▶ THE TASK: Without including any pictures, write out the listing below exactly.

▶ RECORDS TO USE:
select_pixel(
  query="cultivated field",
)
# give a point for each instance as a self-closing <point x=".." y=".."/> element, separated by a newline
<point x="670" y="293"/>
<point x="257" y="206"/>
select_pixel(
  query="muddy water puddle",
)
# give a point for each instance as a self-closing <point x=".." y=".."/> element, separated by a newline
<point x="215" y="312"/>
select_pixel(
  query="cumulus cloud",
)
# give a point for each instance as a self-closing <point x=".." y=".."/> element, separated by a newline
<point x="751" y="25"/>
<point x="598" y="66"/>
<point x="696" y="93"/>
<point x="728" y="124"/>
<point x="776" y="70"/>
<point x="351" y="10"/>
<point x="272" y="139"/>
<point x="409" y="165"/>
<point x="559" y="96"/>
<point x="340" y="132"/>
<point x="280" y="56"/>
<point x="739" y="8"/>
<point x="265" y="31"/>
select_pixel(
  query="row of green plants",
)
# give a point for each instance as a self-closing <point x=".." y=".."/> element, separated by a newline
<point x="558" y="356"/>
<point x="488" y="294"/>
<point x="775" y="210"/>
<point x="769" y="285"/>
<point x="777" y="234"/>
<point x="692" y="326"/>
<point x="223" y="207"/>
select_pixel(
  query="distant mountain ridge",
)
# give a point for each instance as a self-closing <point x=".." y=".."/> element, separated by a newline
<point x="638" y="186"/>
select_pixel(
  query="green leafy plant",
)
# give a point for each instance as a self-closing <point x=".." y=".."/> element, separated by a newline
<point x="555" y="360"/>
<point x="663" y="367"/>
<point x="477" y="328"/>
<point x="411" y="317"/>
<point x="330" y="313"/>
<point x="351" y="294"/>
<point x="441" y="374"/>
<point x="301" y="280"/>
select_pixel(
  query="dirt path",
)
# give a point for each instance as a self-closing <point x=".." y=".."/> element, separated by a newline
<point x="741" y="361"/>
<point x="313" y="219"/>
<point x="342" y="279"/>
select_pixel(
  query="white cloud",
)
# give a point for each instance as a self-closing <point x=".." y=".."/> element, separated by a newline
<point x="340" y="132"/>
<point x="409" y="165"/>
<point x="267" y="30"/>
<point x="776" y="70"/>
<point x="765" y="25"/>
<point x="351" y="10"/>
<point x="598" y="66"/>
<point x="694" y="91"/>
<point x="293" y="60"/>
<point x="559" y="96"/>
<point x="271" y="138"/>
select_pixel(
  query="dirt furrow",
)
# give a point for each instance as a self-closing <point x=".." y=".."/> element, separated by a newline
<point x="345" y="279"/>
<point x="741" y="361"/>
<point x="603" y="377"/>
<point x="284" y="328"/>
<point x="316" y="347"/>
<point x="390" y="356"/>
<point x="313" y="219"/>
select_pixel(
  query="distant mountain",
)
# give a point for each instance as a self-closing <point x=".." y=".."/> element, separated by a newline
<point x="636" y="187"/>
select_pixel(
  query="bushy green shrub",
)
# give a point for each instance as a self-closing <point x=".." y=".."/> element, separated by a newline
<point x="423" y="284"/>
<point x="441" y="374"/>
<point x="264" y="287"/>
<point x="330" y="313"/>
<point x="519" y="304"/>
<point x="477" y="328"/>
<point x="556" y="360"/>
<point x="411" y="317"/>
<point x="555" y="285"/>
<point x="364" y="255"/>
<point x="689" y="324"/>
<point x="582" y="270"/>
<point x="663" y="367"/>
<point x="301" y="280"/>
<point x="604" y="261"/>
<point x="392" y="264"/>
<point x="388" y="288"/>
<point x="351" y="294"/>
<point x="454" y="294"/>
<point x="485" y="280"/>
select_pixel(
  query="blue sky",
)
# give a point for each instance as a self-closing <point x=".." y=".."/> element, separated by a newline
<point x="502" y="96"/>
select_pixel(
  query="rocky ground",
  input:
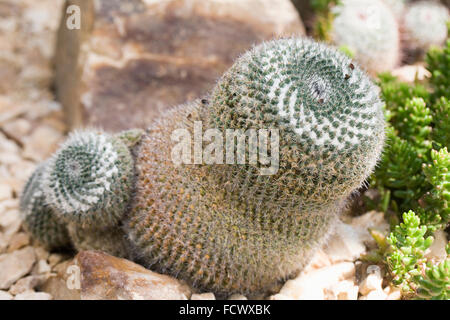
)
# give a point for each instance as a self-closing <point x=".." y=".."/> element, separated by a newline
<point x="31" y="126"/>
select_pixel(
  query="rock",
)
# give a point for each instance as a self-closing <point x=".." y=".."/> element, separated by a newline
<point x="346" y="244"/>
<point x="5" y="191"/>
<point x="41" y="253"/>
<point x="107" y="277"/>
<point x="15" y="265"/>
<point x="370" y="220"/>
<point x="437" y="250"/>
<point x="131" y="60"/>
<point x="55" y="258"/>
<point x="27" y="284"/>
<point x="280" y="296"/>
<point x="5" y="295"/>
<point x="311" y="286"/>
<point x="10" y="223"/>
<point x="17" y="128"/>
<point x="203" y="296"/>
<point x="42" y="267"/>
<point x="343" y="290"/>
<point x="41" y="143"/>
<point x="31" y="295"/>
<point x="65" y="283"/>
<point x="374" y="295"/>
<point x="18" y="240"/>
<point x="372" y="282"/>
<point x="410" y="73"/>
<point x="236" y="297"/>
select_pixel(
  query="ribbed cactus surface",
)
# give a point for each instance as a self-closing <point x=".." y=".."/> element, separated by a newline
<point x="221" y="226"/>
<point x="39" y="219"/>
<point x="227" y="228"/>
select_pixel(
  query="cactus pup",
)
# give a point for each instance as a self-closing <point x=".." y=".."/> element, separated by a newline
<point x="225" y="227"/>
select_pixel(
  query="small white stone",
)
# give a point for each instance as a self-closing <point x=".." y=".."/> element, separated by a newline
<point x="5" y="191"/>
<point x="344" y="290"/>
<point x="311" y="285"/>
<point x="372" y="282"/>
<point x="203" y="296"/>
<point x="375" y="295"/>
<point x="42" y="267"/>
<point x="346" y="244"/>
<point x="31" y="295"/>
<point x="5" y="295"/>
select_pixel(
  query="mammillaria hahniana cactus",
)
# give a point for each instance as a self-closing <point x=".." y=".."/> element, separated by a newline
<point x="228" y="227"/>
<point x="425" y="24"/>
<point x="370" y="30"/>
<point x="39" y="219"/>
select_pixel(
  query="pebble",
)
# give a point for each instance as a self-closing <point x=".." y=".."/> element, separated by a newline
<point x="311" y="286"/>
<point x="18" y="240"/>
<point x="27" y="283"/>
<point x="15" y="265"/>
<point x="372" y="282"/>
<point x="346" y="244"/>
<point x="203" y="296"/>
<point x="5" y="295"/>
<point x="237" y="296"/>
<point x="31" y="295"/>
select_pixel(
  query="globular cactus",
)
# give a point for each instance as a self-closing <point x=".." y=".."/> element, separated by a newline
<point x="39" y="219"/>
<point x="89" y="179"/>
<point x="227" y="228"/>
<point x="235" y="227"/>
<point x="425" y="24"/>
<point x="370" y="30"/>
<point x="79" y="196"/>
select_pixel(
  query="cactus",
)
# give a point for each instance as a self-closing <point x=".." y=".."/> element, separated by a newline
<point x="39" y="219"/>
<point x="227" y="228"/>
<point x="370" y="30"/>
<point x="89" y="180"/>
<point x="425" y="24"/>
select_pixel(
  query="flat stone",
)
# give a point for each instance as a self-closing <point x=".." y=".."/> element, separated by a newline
<point x="27" y="284"/>
<point x="141" y="58"/>
<point x="236" y="297"/>
<point x="31" y="295"/>
<point x="346" y="244"/>
<point x="41" y="143"/>
<point x="18" y="240"/>
<point x="5" y="191"/>
<point x="107" y="277"/>
<point x="203" y="296"/>
<point x="41" y="267"/>
<point x="15" y="265"/>
<point x="373" y="280"/>
<point x="343" y="290"/>
<point x="65" y="283"/>
<point x="5" y="295"/>
<point x="312" y="285"/>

▶ ANSWER BELOW:
select_pixel(
  query="cultivated field",
)
# give a point for each instance as a self-closing <point x=".." y=".."/> element, separated by a newline
<point x="670" y="293"/>
<point x="257" y="206"/>
select_pixel(
  query="muddy water puddle",
)
# give a point for each instance as a self-closing <point x=".." y=".."/> element, separated by a newline
<point x="215" y="312"/>
select_pixel(
  query="cumulus cloud",
)
# give a point for each instance as a self-closing <point x=".." y=".."/> element, separated by a newline
<point x="751" y="25"/>
<point x="598" y="66"/>
<point x="696" y="93"/>
<point x="728" y="124"/>
<point x="776" y="70"/>
<point x="351" y="10"/>
<point x="272" y="139"/>
<point x="409" y="165"/>
<point x="559" y="96"/>
<point x="340" y="132"/>
<point x="280" y="56"/>
<point x="739" y="8"/>
<point x="265" y="31"/>
select_pixel(
  query="row of green plants",
)
# give a point for each instance as a self-closing <point x=".." y=".."/> element, separated by a newline
<point x="558" y="356"/>
<point x="488" y="294"/>
<point x="775" y="210"/>
<point x="769" y="285"/>
<point x="777" y="234"/>
<point x="692" y="326"/>
<point x="223" y="207"/>
select_pixel(
  query="distant mountain ridge",
)
# give a point for each instance as a self-closing <point x=".." y=".."/> element, separated by a newline
<point x="638" y="186"/>
select_pixel(
  query="green leafy plant",
)
# give a point for each instance as a self-closing <point x=".." y=".."/> element, separated by a newline
<point x="555" y="360"/>
<point x="663" y="367"/>
<point x="477" y="328"/>
<point x="411" y="317"/>
<point x="330" y="313"/>
<point x="351" y="294"/>
<point x="441" y="374"/>
<point x="301" y="280"/>
select_pixel(
  query="dirt path",
)
# give a point for each instance as a self-closing <point x=".." y=".."/> element, separated by a newline
<point x="741" y="361"/>
<point x="313" y="219"/>
<point x="342" y="279"/>
select_pixel(
  query="white cloud",
)
# give a point for each instance as a self-closing <point x=".." y=".."/> element, separated by a newline
<point x="340" y="132"/>
<point x="409" y="165"/>
<point x="267" y="30"/>
<point x="776" y="70"/>
<point x="765" y="25"/>
<point x="351" y="10"/>
<point x="598" y="66"/>
<point x="694" y="91"/>
<point x="293" y="60"/>
<point x="559" y="96"/>
<point x="271" y="138"/>
select_pixel(
  query="dirt furrow",
)
# give a point for each instance as a self-closing <point x=".." y=".."/> element, separated by a newline
<point x="345" y="279"/>
<point x="741" y="361"/>
<point x="603" y="377"/>
<point x="284" y="328"/>
<point x="316" y="347"/>
<point x="390" y="356"/>
<point x="313" y="219"/>
select_pixel(
  query="distant mountain",
)
# give a point for each instance as a self-closing <point x=".." y=".."/> element, separated by a newline
<point x="636" y="187"/>
select_pixel(
  query="bushy green shrub",
)
# give a point for each instance as a self-closing <point x=".." y=".."/> element, separated by a newline
<point x="423" y="284"/>
<point x="441" y="374"/>
<point x="264" y="287"/>
<point x="330" y="313"/>
<point x="519" y="304"/>
<point x="477" y="328"/>
<point x="556" y="360"/>
<point x="411" y="317"/>
<point x="555" y="285"/>
<point x="364" y="255"/>
<point x="689" y="324"/>
<point x="582" y="270"/>
<point x="663" y="367"/>
<point x="301" y="280"/>
<point x="604" y="261"/>
<point x="392" y="264"/>
<point x="388" y="288"/>
<point x="351" y="294"/>
<point x="454" y="294"/>
<point x="485" y="280"/>
select_pixel(
  query="blue sky",
)
# give a point for each instance as a self-closing <point x=".." y=".."/> element, separated by a newline
<point x="502" y="96"/>
select_pixel(
  query="rocky ground",
  input:
)
# give a point for each instance as a self-closing <point x=".." y=".."/> element, separated by a newline
<point x="31" y="126"/>
select_pixel(
  query="rock",
)
# give a point for each instance as a self-closing <point x=".." y=".."/> element, separated by a newline
<point x="346" y="244"/>
<point x="5" y="191"/>
<point x="41" y="253"/>
<point x="107" y="277"/>
<point x="15" y="265"/>
<point x="370" y="220"/>
<point x="437" y="250"/>
<point x="131" y="60"/>
<point x="55" y="258"/>
<point x="27" y="284"/>
<point x="280" y="296"/>
<point x="5" y="295"/>
<point x="311" y="286"/>
<point x="10" y="223"/>
<point x="17" y="128"/>
<point x="203" y="296"/>
<point x="42" y="267"/>
<point x="343" y="290"/>
<point x="41" y="143"/>
<point x="31" y="295"/>
<point x="65" y="283"/>
<point x="374" y="295"/>
<point x="18" y="240"/>
<point x="372" y="282"/>
<point x="410" y="73"/>
<point x="236" y="297"/>
select_pixel(
  query="ribbed cactus surface",
)
# give a point for each instance as a self-closing <point x=".." y=".."/> element, separated by a newline
<point x="221" y="226"/>
<point x="39" y="219"/>
<point x="227" y="228"/>
select_pixel(
  query="cactus pup",
)
# give a point for each instance as a self-closing <point x=".." y=".."/> element, separated by a newline
<point x="225" y="227"/>
select_pixel(
  query="small white stone",
)
# give a point for each instance as a self-closing <point x=".." y=".."/> element, separated by a newline
<point x="5" y="191"/>
<point x="344" y="290"/>
<point x="311" y="285"/>
<point x="372" y="282"/>
<point x="203" y="296"/>
<point x="375" y="295"/>
<point x="42" y="267"/>
<point x="346" y="244"/>
<point x="31" y="295"/>
<point x="5" y="295"/>
select_pixel(
  query="mammillaria hahniana cactus",
)
# give a point for each instance as a self-closing <point x=".." y=".."/> element, separated by a newline
<point x="228" y="227"/>
<point x="425" y="24"/>
<point x="370" y="30"/>
<point x="39" y="219"/>
select_pixel(
  query="pebble",
)
# give a point for each instance as a self-closing <point x=".." y=".."/> element, separated by a newline
<point x="311" y="286"/>
<point x="18" y="240"/>
<point x="27" y="283"/>
<point x="15" y="265"/>
<point x="372" y="282"/>
<point x="346" y="244"/>
<point x="203" y="296"/>
<point x="5" y="295"/>
<point x="237" y="296"/>
<point x="31" y="295"/>
select_pixel(
  query="globular cactus",
)
# give a point for each instance as a self-closing <point x=".." y=".."/> element, separated by a newline
<point x="39" y="219"/>
<point x="89" y="179"/>
<point x="227" y="228"/>
<point x="235" y="227"/>
<point x="425" y="24"/>
<point x="370" y="30"/>
<point x="79" y="196"/>
select_pixel(
  query="cactus",
)
# give a point for each instance as a self-closing <point x=".." y=".."/> element, separated by a newline
<point x="39" y="219"/>
<point x="227" y="228"/>
<point x="370" y="30"/>
<point x="89" y="180"/>
<point x="425" y="24"/>
select_pixel(
  query="flat stone",
)
# give a point for each instance as a self-closing <point x=".." y=".."/> element, separated by a newline
<point x="27" y="284"/>
<point x="141" y="58"/>
<point x="236" y="297"/>
<point x="31" y="295"/>
<point x="346" y="244"/>
<point x="41" y="143"/>
<point x="18" y="240"/>
<point x="5" y="191"/>
<point x="107" y="277"/>
<point x="203" y="296"/>
<point x="41" y="267"/>
<point x="15" y="265"/>
<point x="373" y="280"/>
<point x="343" y="290"/>
<point x="65" y="283"/>
<point x="5" y="295"/>
<point x="312" y="285"/>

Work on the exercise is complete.